# What is being asked
Every line below must be reproduced exactly; no pictures are to be included.

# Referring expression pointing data
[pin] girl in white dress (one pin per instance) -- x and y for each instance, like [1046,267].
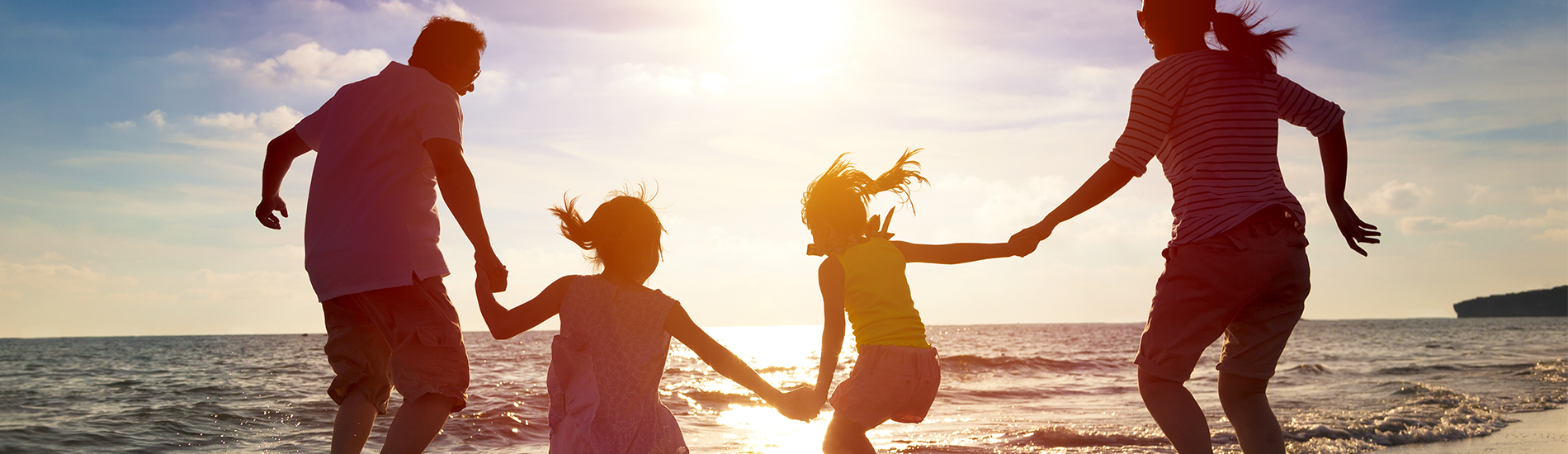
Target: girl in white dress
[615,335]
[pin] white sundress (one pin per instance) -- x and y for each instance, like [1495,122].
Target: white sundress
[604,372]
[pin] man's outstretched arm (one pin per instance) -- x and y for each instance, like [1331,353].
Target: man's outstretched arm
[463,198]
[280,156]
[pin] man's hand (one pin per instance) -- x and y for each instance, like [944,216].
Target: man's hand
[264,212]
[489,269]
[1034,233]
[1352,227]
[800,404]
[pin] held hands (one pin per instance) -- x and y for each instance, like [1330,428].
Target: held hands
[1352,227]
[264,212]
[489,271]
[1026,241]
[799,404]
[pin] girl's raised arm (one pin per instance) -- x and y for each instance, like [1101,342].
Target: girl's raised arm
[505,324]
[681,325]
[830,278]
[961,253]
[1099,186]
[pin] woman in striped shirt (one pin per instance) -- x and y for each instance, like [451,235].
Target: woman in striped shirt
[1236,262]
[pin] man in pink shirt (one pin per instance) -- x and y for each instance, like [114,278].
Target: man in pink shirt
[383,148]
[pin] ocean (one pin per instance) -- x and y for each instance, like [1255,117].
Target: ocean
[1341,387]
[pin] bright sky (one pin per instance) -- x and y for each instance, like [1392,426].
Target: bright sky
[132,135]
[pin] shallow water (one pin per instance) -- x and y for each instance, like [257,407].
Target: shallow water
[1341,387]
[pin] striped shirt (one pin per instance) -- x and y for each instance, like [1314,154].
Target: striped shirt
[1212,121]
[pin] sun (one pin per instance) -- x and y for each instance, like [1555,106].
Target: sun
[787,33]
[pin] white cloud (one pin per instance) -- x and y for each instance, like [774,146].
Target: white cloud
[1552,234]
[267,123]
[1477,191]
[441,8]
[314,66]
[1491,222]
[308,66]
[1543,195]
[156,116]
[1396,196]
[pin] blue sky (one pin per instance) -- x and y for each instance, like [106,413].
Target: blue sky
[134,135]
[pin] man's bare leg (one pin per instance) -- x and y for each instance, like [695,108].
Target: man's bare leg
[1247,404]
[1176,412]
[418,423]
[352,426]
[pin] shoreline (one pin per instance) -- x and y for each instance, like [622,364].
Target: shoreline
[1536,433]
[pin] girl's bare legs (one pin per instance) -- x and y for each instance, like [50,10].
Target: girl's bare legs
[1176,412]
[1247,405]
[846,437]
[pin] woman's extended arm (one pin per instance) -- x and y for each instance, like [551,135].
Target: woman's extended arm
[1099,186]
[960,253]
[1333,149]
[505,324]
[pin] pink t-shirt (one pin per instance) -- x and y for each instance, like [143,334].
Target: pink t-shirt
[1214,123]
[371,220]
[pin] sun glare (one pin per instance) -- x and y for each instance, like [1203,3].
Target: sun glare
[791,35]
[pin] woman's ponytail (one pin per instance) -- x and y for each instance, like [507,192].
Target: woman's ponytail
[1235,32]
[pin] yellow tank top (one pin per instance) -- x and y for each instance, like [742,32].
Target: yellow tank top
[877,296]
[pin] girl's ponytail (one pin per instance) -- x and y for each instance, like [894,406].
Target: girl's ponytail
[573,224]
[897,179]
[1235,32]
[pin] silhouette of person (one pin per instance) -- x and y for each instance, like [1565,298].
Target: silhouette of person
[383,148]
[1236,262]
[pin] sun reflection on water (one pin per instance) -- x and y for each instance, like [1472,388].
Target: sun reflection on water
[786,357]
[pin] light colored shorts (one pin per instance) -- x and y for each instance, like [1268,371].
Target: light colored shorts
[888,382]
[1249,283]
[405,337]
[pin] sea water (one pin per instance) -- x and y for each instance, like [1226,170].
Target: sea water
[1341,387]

# Exercise solution
[pin] girl in white dress (one pin per instance) -- x and y for each instance, like [1046,267].
Target: girl in white dress
[615,335]
[pin] white sundress (one pin per instance) -- x and y for each instance, like [1495,122].
Target: white sundress
[604,372]
[pin] man's outstretched arm (one pin per instance) -- x and y for each instance, like [1331,353].
Target: man's outstretched arm
[463,198]
[280,156]
[pin] man's hand (one pin per instance) -- x and y for each instance, like [944,216].
Target: man's hand
[264,212]
[489,269]
[1034,233]
[1352,227]
[800,404]
[pin] held hands (one pin per instance) -- x and y for each instance, like [1330,428].
Target: held hands
[1352,227]
[264,212]
[489,271]
[1026,241]
[799,404]
[pin] girl's raised arm (one pin per instance) -- x and y for each instance, like [1101,342].
Target: girl's raised arm
[505,324]
[681,325]
[830,278]
[961,253]
[1099,186]
[pin] woman in striped shirt (one pin per instance) -- x and y for each instance, like [451,235].
Target: woman in striped shirt
[1236,262]
[pin] man in pink shirt (one pin per instance) -- x and y for each instance, like [114,278].
Target: man in pink shirt
[383,148]
[pin] ocean (one pin per instance) -- x and y for each instance, like [1255,117].
Target: ocean
[1341,387]
[pin] bright sky (one pin per instance) -- x and y for each instance, like [1392,426].
Target: bright sky
[132,135]
[pin] shallow water (one pin per instance) -- x and y for each instance, like [257,407].
Target: shallow water
[1341,387]
[pin] striped shirt (one pin per instance) -- x and y for each instance, like [1314,154].
Target: striped shirt
[1212,121]
[pin] sun (one pin per instance) -- x and y for each instance, like [1555,106].
Target: sun
[787,33]
[pin] white cloud (one pin per instance) -- x and y for each instance, like [774,146].
Target: white cloud
[1552,234]
[267,123]
[1477,191]
[441,8]
[314,66]
[1491,222]
[308,66]
[1543,195]
[156,116]
[1396,196]
[pin] blue sky (one pin per instance) -- x and y for each instance, like [106,413].
Target: blue sky
[134,135]
[pin] man's bare leg (one pin per instance) -- x and y for each instance, like [695,108].
Target: man's bare leg
[1247,404]
[1176,412]
[418,423]
[352,426]
[pin] shoreline (one pin per instance) -- x and y for each instance, like [622,364].
Target: shoreline
[1536,433]
[pin] girl's bare legs (one pin per instance) -- x and y for each instance, like [50,10].
Target: girl's bare legs
[1176,412]
[1247,405]
[846,437]
[pin] woman's extended arm (one pin per instance) -- x and y for each instance, like [551,135].
Target: woman's extended arm
[1099,186]
[960,253]
[1333,149]
[505,324]
[pin] pink t-shirt (one pin per instance) -- x and y for each instance, like [143,334].
Target: pink t-shirt
[1214,123]
[371,220]
[pin] sun glare (one pin per instance) -- x and y for each instance, like [1203,3].
Target: sun glare
[791,35]
[pin] woman's ponytail (one pin per instance) -- x and y for each instance, like [507,192].
Target: woman's ponytail
[1235,32]
[pin] yellow tank top (one pin per instance) -- x and y for each instance, like [742,32].
Target: yellow tank top
[877,296]
[pin] girl's ponytail (one pin per instance) -- x and y for each instance, like [894,406].
Target: girl's ponytail
[573,224]
[897,179]
[1235,32]
[pin] silhouette of person (one pin per instance) -- x and y for each instance, like [1565,298].
Target: silhouette of person
[383,148]
[1236,262]
[pin] sun reflection on water (one pin per instance) -- x and y for each instance, like [1472,388].
Target: sun reflection on water
[786,357]
[pin] light colored shorts (one pin per instance) -- x and y for each instance, like [1268,371].
Target: light colored shorts
[888,382]
[1249,283]
[405,337]
[pin] sea water (one pin per instance) -- x and y for each instance, like [1226,170].
Target: sea water
[1341,387]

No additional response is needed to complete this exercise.